Dataset content.
__________

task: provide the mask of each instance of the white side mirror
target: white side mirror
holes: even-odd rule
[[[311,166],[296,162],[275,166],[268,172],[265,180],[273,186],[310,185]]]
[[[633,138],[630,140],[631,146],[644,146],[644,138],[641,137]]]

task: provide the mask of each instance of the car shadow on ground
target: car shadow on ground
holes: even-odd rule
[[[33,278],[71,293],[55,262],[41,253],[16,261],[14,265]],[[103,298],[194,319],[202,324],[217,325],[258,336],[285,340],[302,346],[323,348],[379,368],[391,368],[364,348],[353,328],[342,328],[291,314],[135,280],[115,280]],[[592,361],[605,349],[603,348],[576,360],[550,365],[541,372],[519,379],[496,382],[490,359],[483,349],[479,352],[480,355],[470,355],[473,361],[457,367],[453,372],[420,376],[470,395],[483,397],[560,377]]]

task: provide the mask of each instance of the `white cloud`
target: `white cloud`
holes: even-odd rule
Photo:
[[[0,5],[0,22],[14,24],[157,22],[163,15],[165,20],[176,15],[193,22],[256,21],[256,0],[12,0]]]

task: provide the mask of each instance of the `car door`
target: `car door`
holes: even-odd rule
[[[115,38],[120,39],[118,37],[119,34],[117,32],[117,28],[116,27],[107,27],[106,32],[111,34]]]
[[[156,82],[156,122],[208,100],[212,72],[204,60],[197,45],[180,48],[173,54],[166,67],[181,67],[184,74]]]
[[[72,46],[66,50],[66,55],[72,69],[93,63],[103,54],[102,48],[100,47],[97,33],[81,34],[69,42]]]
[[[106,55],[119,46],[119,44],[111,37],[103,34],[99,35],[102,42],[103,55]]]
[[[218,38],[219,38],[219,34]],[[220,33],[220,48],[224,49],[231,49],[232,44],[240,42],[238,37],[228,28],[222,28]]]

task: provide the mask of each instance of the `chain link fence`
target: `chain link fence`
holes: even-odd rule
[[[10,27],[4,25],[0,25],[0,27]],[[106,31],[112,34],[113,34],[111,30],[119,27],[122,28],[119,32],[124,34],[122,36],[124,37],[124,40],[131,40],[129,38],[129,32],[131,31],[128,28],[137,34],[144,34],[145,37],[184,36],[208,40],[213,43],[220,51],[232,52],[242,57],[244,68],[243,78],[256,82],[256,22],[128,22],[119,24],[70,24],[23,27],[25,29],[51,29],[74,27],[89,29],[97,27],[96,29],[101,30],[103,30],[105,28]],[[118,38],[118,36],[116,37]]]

__________

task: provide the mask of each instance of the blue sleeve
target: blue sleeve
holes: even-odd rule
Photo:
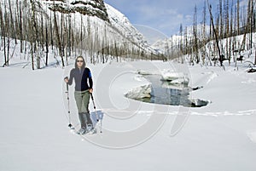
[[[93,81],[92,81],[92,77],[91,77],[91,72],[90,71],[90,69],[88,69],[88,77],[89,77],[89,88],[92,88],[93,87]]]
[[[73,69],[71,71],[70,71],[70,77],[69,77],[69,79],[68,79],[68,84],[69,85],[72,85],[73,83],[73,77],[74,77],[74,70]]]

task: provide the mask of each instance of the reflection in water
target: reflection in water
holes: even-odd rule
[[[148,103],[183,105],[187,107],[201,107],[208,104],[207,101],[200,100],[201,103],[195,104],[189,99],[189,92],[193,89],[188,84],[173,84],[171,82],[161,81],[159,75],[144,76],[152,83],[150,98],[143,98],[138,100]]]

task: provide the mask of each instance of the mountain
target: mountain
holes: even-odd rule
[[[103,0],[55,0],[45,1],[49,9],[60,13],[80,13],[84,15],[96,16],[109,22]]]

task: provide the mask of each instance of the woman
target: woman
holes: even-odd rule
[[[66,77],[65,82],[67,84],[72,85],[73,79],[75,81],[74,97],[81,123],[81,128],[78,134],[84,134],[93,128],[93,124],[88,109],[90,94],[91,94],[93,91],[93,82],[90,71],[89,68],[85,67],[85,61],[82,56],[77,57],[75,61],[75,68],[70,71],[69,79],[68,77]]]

__________

To be done.
In the first block of the listing, start at the line containing "task: provide the mask of each instance of the white" and stop after the line containing "[[[633,138],[630,140],[631,146],[644,146],[644,138],[641,137]]]". Lay out only those lines as a Markdown table with the columns Row and Line, skipping any blank lines.

Written answer.
| Row | Line |
|---|---|
| 1 | task: provide the mask of each instance of the white side mirror |
| 2 | target: white side mirror |
| 3 | holes: even-odd rule |
| 4 | [[[311,166],[296,162],[275,166],[268,172],[265,180],[273,186],[310,185]]] |
| 5 | [[[633,138],[630,140],[631,146],[644,146],[644,138],[641,137]]] |